• [FRAGMENTO SELECCIONADO]
La vida del correccional (por Olavi Skoda y José Orero)

OLAVI SKODA:

Aquí empezó la reeducación en un centro. No reprocho a la sociedad, comprendo que algo tenían que hacer y dentro de las inadecuadas soluciones el correccional era la menos mala.

Un correccional de los años 60 era muy diferente a los de hoy en dia. La psicología que se aplica actualmente hace a estos centros más humanos, pero esa psicología no se había desarrollado en mis tiempos. Las costumbres eran del tiempo de los zares. Era un paso intermedio entre la cárcel y un Centro de Protección de Menores.

El calabozo se encontraba en el sótano del edificio, justo debajo de la dirección del centro. El castigo corporal estaba permitido. Cuando hacías algo que merecía ser castigado, tú mismo tenías que ir a buscar ramas de sauce de la playa. Luego te llevaban al calabozo, bajaban la cama que estaba contra la pared y también los pantalones. Uno de los vigilantes te sujetaba las piernas, otro las manos y el tercero te azotaba y no te hacían cosquillas. Algunas veces lo hacían enfurecidos. Las marcas se te hinchaban tanto que en varios días no te podías sentar. Después de castigarte se marchaban con el deber cumplido.

Te dejaban en la cama reflexionando sobre lo que habías hecho y los resultados de esa reflexión eran un aumento de rebeldía y rencor.

Pero los azotes no eran el peor castigo. Lo peor de todo era cuando te rapaban la cabeza y te ponían un mono diferente al de los demás y grande, demasiado grande.

Recuerdo cuando cogieron a dos amigos que habían intentado escaparse. Después de esta humillación los exponían de espaldas delante de todos y el director gritaba con la cara enrojecida: “así sucederá a todo aquel que quiera haceerse el gallito”. Nosotros sentíamos admiración por ellos y repulsa hacia el director.

Por las noches nos despertaban y nos ponían de pie en una posición concreta en el pasillo. Decían que algo habíamos hecho y buscaban a un culpable. Nos dejaban un par de horas en esa posición esperando a que el culpable confesara. Alguno caía redondo y se le ponía tumbado en el suelo con las piernas hacia arriba apoyada en la pared. Una vez repuesto, otra vez de pie. Normalmente el culpable aparecía, pero no por estar de pie sino por miedo a la venganza de los demás. Si en el lío había participado el matón del grupo, un chaval más pequeño tenía que entregarse a cambio de que no le pegaran.

El correccional era como un vivero de plantas donde eran traídos todos los esquejes humanos que habían crecido torcidos y allí seguían creciendo más torcidos. El correccional era una finca donde había cultivos, una pocilga, una cuadra, un taller de carpintería, una huerta, etc. Por la mañana estudiábamos y por la tarde trabajábamos. Durante el verano hacíamos jornadas completas.

(Listado de un conjunto de datos)
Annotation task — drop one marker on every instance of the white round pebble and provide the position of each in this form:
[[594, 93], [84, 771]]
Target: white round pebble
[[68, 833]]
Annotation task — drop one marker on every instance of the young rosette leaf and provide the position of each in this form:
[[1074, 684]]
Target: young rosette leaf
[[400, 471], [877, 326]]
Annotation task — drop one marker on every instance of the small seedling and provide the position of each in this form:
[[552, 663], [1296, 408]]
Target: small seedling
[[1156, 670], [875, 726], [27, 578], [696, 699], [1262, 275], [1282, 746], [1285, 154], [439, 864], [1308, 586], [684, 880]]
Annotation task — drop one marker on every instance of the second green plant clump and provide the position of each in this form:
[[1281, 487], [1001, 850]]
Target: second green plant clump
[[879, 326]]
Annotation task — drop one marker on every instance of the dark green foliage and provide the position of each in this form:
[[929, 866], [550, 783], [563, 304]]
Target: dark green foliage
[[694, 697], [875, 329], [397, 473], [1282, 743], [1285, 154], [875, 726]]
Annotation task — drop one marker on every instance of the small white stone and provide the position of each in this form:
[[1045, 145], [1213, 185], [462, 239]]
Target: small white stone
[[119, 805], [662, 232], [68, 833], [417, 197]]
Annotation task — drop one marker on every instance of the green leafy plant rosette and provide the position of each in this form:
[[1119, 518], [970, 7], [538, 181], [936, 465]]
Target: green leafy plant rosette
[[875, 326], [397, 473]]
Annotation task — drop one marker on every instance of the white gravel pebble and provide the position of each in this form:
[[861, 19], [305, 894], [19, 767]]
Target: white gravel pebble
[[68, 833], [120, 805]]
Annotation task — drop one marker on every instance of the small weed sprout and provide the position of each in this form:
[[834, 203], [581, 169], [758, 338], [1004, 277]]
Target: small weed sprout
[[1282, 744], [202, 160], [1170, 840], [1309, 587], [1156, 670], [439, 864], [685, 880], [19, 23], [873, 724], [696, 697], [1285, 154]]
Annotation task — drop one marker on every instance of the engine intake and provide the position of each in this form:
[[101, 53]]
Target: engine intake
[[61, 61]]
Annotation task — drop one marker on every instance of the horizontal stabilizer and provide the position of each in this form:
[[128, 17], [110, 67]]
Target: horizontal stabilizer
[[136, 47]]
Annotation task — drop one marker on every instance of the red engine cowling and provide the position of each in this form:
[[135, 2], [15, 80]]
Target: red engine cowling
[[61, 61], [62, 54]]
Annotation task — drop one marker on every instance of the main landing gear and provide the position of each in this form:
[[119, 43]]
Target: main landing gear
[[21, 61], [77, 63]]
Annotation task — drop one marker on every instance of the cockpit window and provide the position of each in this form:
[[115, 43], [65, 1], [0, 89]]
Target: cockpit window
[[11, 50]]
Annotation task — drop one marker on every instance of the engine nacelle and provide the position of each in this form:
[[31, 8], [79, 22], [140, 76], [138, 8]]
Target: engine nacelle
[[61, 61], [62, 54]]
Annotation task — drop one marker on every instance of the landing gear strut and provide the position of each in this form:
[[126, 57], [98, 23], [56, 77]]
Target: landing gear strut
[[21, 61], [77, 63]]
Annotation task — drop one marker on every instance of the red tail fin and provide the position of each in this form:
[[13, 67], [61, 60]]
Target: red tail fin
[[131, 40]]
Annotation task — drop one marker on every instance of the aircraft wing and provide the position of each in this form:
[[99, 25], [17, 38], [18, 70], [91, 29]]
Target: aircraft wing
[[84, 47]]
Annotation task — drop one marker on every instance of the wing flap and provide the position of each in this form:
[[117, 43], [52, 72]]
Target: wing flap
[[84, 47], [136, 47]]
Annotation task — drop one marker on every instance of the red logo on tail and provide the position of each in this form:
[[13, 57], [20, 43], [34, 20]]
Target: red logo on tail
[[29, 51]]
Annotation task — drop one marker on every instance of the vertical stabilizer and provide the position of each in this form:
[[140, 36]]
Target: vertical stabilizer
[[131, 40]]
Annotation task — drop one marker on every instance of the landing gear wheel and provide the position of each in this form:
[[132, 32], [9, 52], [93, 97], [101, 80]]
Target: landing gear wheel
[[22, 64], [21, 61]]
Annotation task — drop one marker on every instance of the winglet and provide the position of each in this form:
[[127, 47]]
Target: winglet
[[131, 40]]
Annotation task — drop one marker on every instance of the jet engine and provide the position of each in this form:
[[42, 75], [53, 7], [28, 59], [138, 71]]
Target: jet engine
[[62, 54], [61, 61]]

---

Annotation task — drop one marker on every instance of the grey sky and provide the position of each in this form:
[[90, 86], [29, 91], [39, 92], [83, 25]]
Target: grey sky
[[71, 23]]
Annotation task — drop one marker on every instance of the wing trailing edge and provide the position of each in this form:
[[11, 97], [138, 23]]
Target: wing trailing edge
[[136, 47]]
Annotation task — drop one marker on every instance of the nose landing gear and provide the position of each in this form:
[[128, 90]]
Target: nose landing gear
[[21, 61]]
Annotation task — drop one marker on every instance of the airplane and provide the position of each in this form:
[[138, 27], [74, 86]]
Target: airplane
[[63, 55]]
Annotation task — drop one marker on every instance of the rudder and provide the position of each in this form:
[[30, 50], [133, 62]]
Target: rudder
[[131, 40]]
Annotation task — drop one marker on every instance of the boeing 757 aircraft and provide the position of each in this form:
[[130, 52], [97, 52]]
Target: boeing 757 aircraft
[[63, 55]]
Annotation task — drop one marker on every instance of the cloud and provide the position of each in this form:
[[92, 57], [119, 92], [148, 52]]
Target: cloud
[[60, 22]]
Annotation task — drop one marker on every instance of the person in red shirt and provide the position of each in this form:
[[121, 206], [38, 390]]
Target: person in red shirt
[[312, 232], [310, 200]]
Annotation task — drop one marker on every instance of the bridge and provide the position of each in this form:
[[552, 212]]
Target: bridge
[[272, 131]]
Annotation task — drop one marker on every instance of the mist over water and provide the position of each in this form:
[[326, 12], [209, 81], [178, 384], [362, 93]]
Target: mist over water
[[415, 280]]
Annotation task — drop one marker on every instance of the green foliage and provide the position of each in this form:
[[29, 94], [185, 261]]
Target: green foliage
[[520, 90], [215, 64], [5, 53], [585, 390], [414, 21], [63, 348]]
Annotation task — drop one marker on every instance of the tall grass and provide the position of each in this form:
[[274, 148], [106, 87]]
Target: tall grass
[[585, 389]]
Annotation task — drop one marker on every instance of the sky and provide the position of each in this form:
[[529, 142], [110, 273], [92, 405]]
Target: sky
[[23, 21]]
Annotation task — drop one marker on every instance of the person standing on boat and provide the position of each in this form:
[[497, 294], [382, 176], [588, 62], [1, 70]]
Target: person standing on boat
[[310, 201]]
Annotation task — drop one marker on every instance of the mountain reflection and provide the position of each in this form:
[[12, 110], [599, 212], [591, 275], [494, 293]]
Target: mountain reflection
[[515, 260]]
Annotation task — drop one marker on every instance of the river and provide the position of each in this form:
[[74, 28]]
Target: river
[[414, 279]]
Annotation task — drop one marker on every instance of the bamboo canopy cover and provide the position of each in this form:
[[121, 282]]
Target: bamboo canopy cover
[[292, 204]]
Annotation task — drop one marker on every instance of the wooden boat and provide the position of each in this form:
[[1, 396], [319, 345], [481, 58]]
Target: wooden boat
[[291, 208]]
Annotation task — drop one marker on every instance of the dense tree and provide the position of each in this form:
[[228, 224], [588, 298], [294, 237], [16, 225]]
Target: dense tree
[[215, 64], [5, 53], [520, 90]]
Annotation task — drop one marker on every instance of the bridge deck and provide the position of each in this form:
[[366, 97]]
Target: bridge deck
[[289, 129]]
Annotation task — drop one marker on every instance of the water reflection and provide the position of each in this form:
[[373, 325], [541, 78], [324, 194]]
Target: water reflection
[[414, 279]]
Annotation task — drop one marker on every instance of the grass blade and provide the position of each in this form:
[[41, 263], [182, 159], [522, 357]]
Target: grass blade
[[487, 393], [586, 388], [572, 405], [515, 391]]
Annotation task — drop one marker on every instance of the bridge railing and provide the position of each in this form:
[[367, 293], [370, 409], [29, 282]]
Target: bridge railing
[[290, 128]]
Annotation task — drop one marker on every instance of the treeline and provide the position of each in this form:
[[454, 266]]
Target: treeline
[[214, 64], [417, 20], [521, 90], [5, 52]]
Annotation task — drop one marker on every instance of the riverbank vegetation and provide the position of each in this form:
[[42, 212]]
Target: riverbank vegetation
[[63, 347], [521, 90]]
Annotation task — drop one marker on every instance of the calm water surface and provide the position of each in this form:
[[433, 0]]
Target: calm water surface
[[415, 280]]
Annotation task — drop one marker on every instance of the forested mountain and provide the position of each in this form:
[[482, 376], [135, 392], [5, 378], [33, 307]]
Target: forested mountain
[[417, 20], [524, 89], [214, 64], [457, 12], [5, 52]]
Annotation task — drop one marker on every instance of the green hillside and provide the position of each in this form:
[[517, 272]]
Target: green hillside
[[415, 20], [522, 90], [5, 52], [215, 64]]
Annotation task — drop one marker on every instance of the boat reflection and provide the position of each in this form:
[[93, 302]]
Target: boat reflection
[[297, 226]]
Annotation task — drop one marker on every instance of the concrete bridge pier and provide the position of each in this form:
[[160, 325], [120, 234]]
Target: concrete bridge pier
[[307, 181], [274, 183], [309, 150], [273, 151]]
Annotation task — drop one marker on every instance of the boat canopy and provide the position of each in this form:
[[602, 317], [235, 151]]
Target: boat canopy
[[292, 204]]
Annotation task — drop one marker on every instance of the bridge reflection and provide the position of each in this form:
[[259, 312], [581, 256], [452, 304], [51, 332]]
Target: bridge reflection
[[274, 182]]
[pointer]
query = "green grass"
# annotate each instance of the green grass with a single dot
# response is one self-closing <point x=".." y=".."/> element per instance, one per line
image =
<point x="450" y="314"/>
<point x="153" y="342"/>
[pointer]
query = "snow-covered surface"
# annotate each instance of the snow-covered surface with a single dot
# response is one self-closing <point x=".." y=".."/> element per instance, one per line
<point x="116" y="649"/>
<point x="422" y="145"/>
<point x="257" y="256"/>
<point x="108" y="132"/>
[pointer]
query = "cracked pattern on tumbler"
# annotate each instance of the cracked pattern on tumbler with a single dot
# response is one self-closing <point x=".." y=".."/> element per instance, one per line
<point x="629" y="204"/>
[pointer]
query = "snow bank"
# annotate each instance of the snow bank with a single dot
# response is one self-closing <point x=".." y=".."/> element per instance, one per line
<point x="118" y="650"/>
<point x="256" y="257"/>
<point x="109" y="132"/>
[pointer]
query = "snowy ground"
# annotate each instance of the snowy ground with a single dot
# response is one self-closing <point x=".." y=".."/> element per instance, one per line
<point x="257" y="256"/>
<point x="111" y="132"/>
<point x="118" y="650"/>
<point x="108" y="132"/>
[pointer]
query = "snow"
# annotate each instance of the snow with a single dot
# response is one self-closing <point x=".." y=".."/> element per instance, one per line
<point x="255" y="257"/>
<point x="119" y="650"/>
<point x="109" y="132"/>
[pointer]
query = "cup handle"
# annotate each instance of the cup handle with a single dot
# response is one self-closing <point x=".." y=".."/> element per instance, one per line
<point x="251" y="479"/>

• [SUS INSTRUCCIONES] Prosiga el relato sobre la vida en el correccional a partir de su última oración.

• [RESPUESTA AL PROBLEMA]
Os cuento un acontecimiento que ha quedado grabado en mi memoria. Entrábamos a trabajar a las 5 de la mañana. Yo estaba en la cuadra y fui a ver un caballo a su box. Me agaché para cogerle el cubo de avena que había entre sus patas. De repente algo sonó. Medio mareado volé al suelo. La sangre comenzó a fluir por mis ojos. El caballo movió su cabeza y observé en su boca los dientes con los que me había abierto el cuero cabelludo. Me arrasatré hasta el cuarto donde estaban mis compañeros. Improvisaron lo que podía hacerse. A uno de ellos se le ocurrrió ponerme una grasa que se echa en las patas de los caballos. De esta manera el “médico” intentó parar la hemorragia, pero no funcionó. Al otro se le ocurrió echar un poco de nieve porque eso, decía, coagula la salida de la sangre. Así hicimos pero la sangre seguía saliendo a borbotones.

Hasta nos lo pasábamos bien en el correccional. Era una vida protegida y dirigida. Para la mayoría de los que estábamos allí era lo que nos había faltado fuera. Pero si el propósito era transformar unos chicos retorcidos en adolescentes rectos y útiles para la sociedad, no lo consiguieron, fracasaron. La mayoría de los que salían eran aptos para la cárcel.

Algunos de los que pasaron por allí nacieron en un orfanato, crecieron en un correccional y murieron en la cárcel. En libertad sólo estuvieron unas cortas vacaciones.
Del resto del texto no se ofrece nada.